## begin Passage

Based on the above observation the problem can be solved with the help of the example as shown below:

Consider before[][] = { {1, 2, 3}, {2, 2, 1} }

before[][] matrix

See how this matrix is converted into after[][] matrix.

For (0, 0): after[0][0] = before[0][0] = 1
For (0, 1): after[0][1] = before[0][0] + before[0][1] = after[0][0] + before[0][1] = 1 + 2 = 3
For (0, 2): after[0][2] = before[0][0] + before[0][1] + before[0][2] = after[0][1] + before[0][2] = 3 + 3 = 6
For (1, 0): after[1][0] = before[0][0] + before[1][0] = after[0][0] + before[1][0] = 1 + 2 = 3
For (1, 1): after[1][1] = before[0][0] + before[0][1] + before[1][0] + before[1][1]
= before[0][0] + before[0][1] + before[0][0] + before[1][0] – before[0][0] + before[1][1]
= after[0][1] + after[1][0] – after[0][0] + before[1][1] = 3 + 3 – 1 + 2 = 7
For (1, 2): Similarly like the previous one
after[1][2] = after[0][2] + after[1][1] – after[0][1] + before[1][2] = 6 + 7 – 3 + 1 = 11

Note: In the procedure, if the value of i and j is non-zero then in that case while taking the values from up and left sides of i and j respectively, we have counted twice the value of the after[i-1][j-1].

## end Passage

[To do]
1: Which entries of after[][] does the matrix passage work out, and what value does it get for each?
2: Print the matrix passage from "Note: In the" to "of the after[i-1][j-1].".
Rely on the matrix passage alone.

## begin Data listing

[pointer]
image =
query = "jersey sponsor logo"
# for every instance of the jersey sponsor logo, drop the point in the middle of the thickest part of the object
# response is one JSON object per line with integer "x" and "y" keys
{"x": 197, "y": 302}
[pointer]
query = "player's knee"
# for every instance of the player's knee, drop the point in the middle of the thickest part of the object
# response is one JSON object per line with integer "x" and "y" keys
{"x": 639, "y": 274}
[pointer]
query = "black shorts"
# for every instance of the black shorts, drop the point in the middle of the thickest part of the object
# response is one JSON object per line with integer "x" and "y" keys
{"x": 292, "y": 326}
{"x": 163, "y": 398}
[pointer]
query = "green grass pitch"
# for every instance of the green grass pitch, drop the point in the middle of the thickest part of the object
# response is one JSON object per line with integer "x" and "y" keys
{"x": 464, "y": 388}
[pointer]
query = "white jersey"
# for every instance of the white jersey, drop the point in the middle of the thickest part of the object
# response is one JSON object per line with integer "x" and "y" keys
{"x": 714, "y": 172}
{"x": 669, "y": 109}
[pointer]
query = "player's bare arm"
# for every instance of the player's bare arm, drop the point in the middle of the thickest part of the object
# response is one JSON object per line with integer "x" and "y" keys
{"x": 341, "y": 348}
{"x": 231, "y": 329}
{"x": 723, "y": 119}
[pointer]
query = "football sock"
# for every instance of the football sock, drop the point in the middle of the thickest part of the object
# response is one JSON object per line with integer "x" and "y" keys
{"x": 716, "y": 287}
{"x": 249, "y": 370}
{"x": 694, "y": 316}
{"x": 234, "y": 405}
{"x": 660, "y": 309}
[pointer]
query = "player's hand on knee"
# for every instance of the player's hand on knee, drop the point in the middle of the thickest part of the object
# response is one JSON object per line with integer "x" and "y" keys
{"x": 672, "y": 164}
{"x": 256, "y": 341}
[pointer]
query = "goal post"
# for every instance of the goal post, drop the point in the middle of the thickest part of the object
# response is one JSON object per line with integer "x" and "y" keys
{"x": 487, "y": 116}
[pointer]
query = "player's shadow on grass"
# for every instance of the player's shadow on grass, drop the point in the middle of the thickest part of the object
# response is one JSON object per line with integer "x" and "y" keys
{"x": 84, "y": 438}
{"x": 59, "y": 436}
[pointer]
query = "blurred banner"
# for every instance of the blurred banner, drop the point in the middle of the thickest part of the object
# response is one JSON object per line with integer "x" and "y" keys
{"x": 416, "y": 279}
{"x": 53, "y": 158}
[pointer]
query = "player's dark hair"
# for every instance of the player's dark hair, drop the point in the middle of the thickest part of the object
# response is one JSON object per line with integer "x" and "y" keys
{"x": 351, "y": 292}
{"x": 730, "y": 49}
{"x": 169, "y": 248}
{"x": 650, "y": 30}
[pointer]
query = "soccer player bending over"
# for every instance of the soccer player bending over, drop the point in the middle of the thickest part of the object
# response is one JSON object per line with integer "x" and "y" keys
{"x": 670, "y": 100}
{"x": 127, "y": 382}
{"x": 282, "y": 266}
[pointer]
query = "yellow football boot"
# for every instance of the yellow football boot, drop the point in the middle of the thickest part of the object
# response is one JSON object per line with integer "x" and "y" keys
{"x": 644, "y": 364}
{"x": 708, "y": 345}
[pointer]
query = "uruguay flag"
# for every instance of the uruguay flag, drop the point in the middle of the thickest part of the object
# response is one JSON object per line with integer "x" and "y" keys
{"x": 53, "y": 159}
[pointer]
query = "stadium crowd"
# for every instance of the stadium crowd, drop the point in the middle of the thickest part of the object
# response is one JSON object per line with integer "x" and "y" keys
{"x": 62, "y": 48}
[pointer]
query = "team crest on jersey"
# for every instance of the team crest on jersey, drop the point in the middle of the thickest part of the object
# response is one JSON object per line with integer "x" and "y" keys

## end Data listing

[In response]
1: after[0][0] = 1, after[0][1] = 3, after[0][2] = 6, after[1][0] = 3, after[1][1] = 7, after[1][2] = 11

2:
Note: In the procedure, if the value of i and j is non-zero then in that case while taking the values from up and left sides of i and j respectively, we have counted twice the value of the after[i-1][j-1].